Box-labeled dataset extracts:
..............................
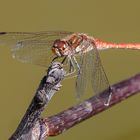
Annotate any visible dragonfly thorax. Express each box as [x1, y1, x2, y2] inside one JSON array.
[[52, 40, 70, 57]]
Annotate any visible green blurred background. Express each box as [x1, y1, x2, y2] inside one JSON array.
[[0, 0, 140, 140]]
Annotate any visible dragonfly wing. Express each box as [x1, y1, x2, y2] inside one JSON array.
[[76, 40, 110, 97], [0, 31, 71, 66]]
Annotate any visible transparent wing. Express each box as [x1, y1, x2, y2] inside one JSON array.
[[76, 41, 110, 97], [0, 31, 72, 66]]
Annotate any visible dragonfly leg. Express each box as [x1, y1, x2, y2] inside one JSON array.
[[51, 56, 58, 63], [104, 87, 113, 106], [66, 56, 76, 76], [73, 56, 81, 75]]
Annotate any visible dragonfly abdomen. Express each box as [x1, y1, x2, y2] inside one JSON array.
[[95, 40, 140, 49]]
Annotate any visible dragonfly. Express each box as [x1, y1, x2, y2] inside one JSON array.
[[0, 31, 140, 106]]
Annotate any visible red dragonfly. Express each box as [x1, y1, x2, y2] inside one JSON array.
[[0, 31, 140, 106]]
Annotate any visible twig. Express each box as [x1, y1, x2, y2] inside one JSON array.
[[40, 74, 140, 136], [9, 62, 65, 140], [10, 64, 140, 140]]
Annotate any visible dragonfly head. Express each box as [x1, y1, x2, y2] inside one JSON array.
[[52, 39, 69, 57]]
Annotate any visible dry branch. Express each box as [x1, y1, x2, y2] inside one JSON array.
[[10, 63, 140, 140]]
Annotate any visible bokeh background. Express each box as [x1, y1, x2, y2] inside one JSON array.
[[0, 0, 140, 140]]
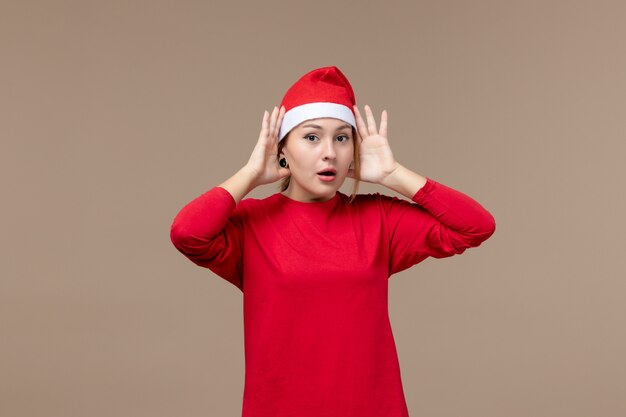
..............................
Update all of the rows above by replacing "Annotate" with "Outline" and keeping everything else unchanged, and leave the pictures out of your answer.

The result:
Outline any visible dragonfly thorax. Express each box as [x1, y1, x2, y2] inside one JSON array.
[[52, 40, 70, 57]]
Outline any visible green blurred background. Express each box as [x1, y1, x2, y2] inside one JSON array.
[[0, 0, 140, 140]]
Outline any visible dragonfly wing. Express each box as [x1, y1, x2, y2] inside one JSON array.
[[76, 40, 110, 97], [0, 31, 71, 66]]
Outline any visible transparent wing. Express each box as [x1, y1, x2, y2] inside one JSON array.
[[76, 41, 110, 97], [0, 31, 72, 66]]
Outline any visible dragonfly leg. Express each box as [x1, y1, x2, y2] inside one JSON array.
[[51, 56, 58, 63], [104, 87, 113, 106], [66, 56, 76, 76], [73, 56, 81, 75]]
Outline any visible dragonfly abdomen. Express each box as [x1, y1, x2, y2] inside one JSON array.
[[95, 40, 140, 49]]
Outline any visible dragonfly. Express each box as [x1, y1, x2, y2] inside one JSON array.
[[0, 31, 140, 106]]
Outline any visible red dragonfly. Express each box as [x1, y1, x2, y2] inside one JSON array.
[[0, 31, 140, 106]]
Outline any visible twig. Express each box as [x1, y1, x2, y2] inside one JSON array.
[[40, 74, 140, 136], [9, 62, 65, 140], [10, 64, 140, 140]]
Outline any visible dragonfly head. Express each box as [x1, y1, x2, y2] inside one JSON array.
[[52, 39, 69, 57]]
Outline any visible dry branch. Express each box as [x1, y1, x2, y2] inside one JSON array.
[[10, 63, 140, 140]]
Outline any visible bokeh background. Express each box as [x1, y1, x2, y2] inside one JSON array.
[[0, 0, 140, 140]]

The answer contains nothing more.